TEXTAUSZUG:

Beton aus Wachs... "log"

eine ausstellung in der artothek und eine Installation auf dem Sebastiansplatz

Das einzige Photo, das zu Lebzeiten des Pariser Photographen Eugène Atget veröfftlicht wurde, zeigt folgende Situation: Eine Passantengruppe starrt einhellig in die Luft. Niemand wird je erfahren, was diese Menschen und der Photograph in diesem Moment gesehen haben, doch nicht umsonst wählten Surrealisten dieses Bild als Titelblatt ihrer Zeitschrift.
Die gleiche Szenerie kann derzeit auf dem Sebastiansplatz beobachtet werden: Vorübereilende zögern, einige starren auf den Boden, andere starren wiederum auf die Bodenbetrachter. Ab und zu verfängt sich ein Pfennigabsatz in einem merkwürdigen Relief... - Nur wer detektivische Aufmerksamkeit walten läßt, kann herausfinden, was sich an dieser Stelle abgespielt hat. Auf einer Fläche von ca. 15 Quadratmetern wird das einheitsgraue Flächenmuster des Bodens nicht jäh unterbrochen, sondern ein wenig gestört. Pflastersteine grenzen ein Carré aus, das auf den zweiten Blick feine Spuren aufweist. Es hat sich etwas abgedrückt in den Betonplatten, man fragt sich wie das möglich sein kann. Genauer besehen offenbaren sich aufschlußreiche Indizien: Flaschenböden haben im Gestein ihr Muster hinterlassen. Wer nun glaubt, daß sich an diesem Ort Beton kurzerhand in nachgiebiges Wachs verwandelt hat, kommt einen großen Schritt voran.

umdeutung des privaten raumes



Kulturelle Aufmerksamkeit führt zu Tatort Nummer zwei: In Sichtweite befindet sich die Artothek am St.-Jakobs-Platz. Dort liegen gerade Stapel von Paraffinplatten aus, genau so groß, wie die, mit denen die Münchener Innenstadt ausgelegt ist, 6 cm dick, mit deutlichen Schmutzspuren, Abdrücken, Einprägungen von Flaschenböden... Albert Weis hatte sie in einer Küche ausgelegt, zwei Monate lang nahmen sie dort jegliche Eindrücke in ihre Oberfläche auf. Sie bewirkten somit eine Umdeutung des privaten Raumes: Vor dem Hintergrund ihres Zweckes hatte das Betreten eine bewußte Manipulation des Untergrundes zur Folge, der Bewohner agierte wie auf einer Bühne. Außerdem führte die veränderte Bodenhöhe zur Veränderung der körperlichen Raumwahrnehmung: Der Tisch war plötzlich zu niedrig, die Lampe hing zu tief. Als man beim Abwasch immer häufiger über Kreuzschmerzen klagte, wurde die Wachsschicht entfernt. Wie bei einer Langzeitbelichtung hatten sich einerseits Bewegungen in das Wachs eingegraben, und andererseits statische Ereignisse manifestiert: die Tiefkühltruhe hat ein Relief von nahezu kosmischer Qualität beigetragen. Während bei einer photographischen Aufzeichnung Bewegungsspuren aber durch Überlagerungen undeutlich werden, nahmen die Platten jeden Abdruck unwiderruflich in sich auf.

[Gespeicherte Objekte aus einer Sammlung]
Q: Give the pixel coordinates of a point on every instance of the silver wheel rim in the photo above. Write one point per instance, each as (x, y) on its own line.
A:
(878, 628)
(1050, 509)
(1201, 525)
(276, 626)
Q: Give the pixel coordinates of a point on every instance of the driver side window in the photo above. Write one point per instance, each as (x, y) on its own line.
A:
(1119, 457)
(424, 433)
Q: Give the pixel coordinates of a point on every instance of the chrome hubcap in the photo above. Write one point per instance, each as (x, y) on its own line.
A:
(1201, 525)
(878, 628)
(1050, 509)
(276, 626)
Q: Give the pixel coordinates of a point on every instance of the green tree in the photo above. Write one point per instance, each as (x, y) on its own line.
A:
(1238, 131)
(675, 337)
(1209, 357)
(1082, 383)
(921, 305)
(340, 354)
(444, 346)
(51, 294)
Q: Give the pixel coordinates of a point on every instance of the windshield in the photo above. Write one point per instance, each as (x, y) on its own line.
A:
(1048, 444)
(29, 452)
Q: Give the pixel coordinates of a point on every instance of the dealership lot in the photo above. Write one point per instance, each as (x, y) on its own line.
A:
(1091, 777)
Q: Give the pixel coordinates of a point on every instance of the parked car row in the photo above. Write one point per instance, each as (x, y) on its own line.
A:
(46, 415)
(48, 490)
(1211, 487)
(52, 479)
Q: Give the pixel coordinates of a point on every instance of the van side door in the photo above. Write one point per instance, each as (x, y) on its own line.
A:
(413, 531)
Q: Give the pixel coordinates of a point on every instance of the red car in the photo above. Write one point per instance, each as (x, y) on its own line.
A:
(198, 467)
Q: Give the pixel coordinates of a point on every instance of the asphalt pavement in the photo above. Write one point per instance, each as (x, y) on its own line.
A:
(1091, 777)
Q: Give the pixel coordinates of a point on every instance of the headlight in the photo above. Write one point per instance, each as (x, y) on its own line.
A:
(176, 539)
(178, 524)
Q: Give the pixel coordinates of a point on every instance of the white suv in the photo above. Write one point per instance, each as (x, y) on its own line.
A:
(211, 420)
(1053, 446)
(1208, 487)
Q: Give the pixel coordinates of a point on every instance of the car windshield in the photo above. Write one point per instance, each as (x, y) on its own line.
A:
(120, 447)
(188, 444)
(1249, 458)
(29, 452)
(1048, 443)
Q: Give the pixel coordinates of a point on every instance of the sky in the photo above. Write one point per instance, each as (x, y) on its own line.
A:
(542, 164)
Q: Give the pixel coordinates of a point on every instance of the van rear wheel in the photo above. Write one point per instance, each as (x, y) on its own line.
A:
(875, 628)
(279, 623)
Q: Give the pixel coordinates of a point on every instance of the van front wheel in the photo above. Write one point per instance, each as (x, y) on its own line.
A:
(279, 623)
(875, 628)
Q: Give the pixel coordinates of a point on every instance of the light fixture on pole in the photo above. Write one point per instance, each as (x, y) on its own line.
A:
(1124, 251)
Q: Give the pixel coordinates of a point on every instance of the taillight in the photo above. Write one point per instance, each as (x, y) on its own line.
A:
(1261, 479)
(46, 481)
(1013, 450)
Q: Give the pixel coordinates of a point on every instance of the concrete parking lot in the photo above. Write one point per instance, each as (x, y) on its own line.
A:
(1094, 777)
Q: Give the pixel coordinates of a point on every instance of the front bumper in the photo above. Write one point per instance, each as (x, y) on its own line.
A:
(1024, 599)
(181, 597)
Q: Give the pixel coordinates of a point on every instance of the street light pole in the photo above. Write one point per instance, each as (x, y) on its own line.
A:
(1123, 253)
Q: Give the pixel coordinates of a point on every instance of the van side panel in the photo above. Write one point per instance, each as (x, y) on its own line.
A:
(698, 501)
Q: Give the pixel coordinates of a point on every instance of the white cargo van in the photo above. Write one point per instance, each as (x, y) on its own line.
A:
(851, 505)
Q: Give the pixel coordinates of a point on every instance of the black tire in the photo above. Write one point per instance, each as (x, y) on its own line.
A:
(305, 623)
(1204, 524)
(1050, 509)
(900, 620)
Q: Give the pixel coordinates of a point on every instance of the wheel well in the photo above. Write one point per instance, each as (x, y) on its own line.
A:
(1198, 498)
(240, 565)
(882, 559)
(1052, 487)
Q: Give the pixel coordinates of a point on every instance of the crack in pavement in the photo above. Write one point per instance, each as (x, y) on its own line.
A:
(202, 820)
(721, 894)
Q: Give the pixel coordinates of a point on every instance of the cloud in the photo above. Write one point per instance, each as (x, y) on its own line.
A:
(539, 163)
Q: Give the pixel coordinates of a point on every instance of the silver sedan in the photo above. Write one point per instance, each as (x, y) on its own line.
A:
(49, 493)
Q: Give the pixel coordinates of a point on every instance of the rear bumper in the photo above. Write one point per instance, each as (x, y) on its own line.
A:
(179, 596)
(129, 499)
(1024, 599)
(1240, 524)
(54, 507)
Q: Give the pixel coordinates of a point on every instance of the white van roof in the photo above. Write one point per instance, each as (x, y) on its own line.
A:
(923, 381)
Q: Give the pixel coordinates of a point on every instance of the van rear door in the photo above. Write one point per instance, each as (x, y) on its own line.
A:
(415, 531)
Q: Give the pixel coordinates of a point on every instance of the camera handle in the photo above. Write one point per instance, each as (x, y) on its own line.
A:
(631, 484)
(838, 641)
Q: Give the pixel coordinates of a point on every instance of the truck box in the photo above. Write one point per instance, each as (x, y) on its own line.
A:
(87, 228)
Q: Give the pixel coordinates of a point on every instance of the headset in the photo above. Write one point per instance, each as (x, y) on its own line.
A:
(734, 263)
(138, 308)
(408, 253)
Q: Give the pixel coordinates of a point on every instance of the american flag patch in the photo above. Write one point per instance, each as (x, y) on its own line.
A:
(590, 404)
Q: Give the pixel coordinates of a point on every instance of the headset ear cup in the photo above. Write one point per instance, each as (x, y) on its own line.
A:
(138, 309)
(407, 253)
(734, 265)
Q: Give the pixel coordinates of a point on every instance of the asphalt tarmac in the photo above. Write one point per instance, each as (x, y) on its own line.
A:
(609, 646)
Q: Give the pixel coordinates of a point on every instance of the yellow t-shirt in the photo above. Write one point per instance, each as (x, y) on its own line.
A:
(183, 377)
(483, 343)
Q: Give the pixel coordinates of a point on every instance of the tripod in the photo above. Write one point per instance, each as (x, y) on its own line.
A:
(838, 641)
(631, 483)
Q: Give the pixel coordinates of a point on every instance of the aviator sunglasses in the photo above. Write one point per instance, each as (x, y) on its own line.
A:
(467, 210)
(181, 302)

==

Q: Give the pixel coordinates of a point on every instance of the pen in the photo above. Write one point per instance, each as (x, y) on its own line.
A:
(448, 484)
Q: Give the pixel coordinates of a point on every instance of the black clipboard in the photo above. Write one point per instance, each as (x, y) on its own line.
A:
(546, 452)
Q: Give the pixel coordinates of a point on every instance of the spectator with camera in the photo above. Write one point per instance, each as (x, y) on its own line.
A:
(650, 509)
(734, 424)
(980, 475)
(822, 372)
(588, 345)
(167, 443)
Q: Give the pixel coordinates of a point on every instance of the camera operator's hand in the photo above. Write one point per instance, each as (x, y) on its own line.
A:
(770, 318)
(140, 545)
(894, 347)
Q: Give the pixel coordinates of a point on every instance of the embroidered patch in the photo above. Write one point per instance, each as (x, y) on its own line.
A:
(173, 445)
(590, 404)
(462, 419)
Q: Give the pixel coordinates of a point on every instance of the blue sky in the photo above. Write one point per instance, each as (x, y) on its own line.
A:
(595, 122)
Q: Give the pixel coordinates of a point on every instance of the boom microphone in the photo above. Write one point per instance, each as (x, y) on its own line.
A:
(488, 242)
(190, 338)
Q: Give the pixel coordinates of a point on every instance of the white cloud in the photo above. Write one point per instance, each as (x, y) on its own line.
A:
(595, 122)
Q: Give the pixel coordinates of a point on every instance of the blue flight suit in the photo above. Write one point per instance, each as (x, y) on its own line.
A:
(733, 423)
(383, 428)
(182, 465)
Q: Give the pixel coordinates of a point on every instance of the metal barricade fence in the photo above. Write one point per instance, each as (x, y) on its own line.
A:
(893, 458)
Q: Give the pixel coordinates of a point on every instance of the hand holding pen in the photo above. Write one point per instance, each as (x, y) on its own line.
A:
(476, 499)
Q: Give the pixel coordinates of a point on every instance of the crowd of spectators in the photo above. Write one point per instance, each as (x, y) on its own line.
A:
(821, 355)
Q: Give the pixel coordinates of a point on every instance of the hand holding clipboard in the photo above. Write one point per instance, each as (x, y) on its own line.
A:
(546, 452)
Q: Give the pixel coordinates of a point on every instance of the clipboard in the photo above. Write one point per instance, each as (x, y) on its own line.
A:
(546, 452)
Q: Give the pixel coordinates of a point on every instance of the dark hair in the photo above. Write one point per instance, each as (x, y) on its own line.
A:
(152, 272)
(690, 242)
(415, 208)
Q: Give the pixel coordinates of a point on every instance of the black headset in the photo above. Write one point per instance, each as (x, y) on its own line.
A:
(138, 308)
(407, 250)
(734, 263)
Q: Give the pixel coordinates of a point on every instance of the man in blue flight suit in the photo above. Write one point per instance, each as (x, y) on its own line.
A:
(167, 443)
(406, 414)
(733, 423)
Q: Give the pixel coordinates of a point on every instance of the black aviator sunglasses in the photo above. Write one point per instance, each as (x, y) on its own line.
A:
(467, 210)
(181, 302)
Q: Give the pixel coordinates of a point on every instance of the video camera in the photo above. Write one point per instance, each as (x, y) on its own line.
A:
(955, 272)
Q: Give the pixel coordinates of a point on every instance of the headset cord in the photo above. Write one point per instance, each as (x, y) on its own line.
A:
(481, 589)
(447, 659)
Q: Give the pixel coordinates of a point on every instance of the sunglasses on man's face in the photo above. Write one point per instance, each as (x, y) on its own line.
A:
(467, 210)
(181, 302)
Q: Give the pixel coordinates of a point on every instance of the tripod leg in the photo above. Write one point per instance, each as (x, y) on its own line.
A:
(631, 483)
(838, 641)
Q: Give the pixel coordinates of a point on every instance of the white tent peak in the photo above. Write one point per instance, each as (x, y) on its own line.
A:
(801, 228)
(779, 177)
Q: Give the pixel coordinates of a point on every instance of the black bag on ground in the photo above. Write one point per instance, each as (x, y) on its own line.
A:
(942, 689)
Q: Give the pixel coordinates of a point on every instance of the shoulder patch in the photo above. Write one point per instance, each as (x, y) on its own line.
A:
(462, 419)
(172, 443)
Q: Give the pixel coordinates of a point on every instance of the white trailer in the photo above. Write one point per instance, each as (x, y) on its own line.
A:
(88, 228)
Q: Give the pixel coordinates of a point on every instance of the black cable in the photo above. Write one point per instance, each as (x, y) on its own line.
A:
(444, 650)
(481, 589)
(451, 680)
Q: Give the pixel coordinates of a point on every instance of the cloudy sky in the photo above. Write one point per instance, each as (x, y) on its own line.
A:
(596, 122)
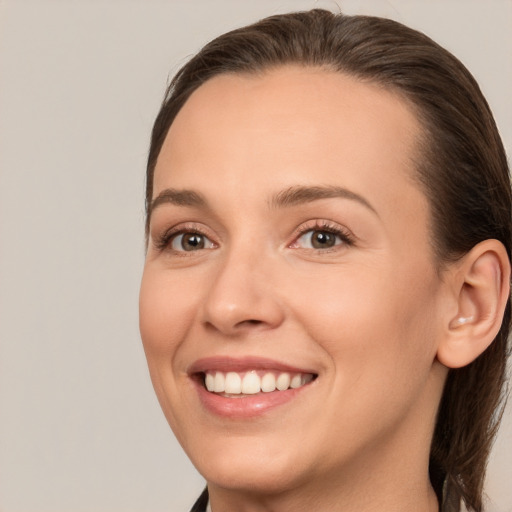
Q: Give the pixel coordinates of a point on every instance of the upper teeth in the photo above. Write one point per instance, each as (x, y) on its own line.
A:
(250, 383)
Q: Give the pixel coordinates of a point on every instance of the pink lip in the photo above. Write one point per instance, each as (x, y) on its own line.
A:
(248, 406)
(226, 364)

KURZE AUFGABE 1: Stimmen die folgenden Aussagen mit dem Textauszug überein? Antworte jeweils mit Ja oder Nein und zitiere die entscheidenden Worte wörtlich. (a) Albert Weis hatte die Paraffinplatten zwei Monate lang in einer Küche ausgelegt. (b) Die Paraffinplatten sind 8 cm dick. (c) Die Artothek befindet sich am St.-Jakobs-Platz.
KURZE AUFGABE 2: Kopiere aus dem Textauszug alles von „eine ausstellung in“ bis hinunter zu „Titelblatt ihrer Zeitschrift.“, ohne etwas zu verändern.

LÖSUNG 1:
(a) Ja: „Albert Weis hatte sie in einer Küche ausgelegt, zwei Monate lang nahmen sie dort jegliche Eindrücke in ihre Oberfläche auf.“
(b) Nein: „6 cm dick“
(c) Ja: „In Sichtweite befindet sich die Artothek am St.-Jakobs-Platz.“

LÖSUNG 2:
eine ausstellung in der artothek und eine Installation auf dem Sebastiansplatz

Das einzige Photo, das zu Lebzeiten des Pariser Photographen Eugène Atget veröfftlicht wurde, zeigt folgende Situation: Eine Passantengruppe starrt einhellig in die Luft. Niemand wird je erfahren, was diese Menschen und der Photograph in diesem Moment gesehen haben, doch nicht umsonst wählten Surrealisten dieses Bild als Titelblatt ihrer Zeitschrift.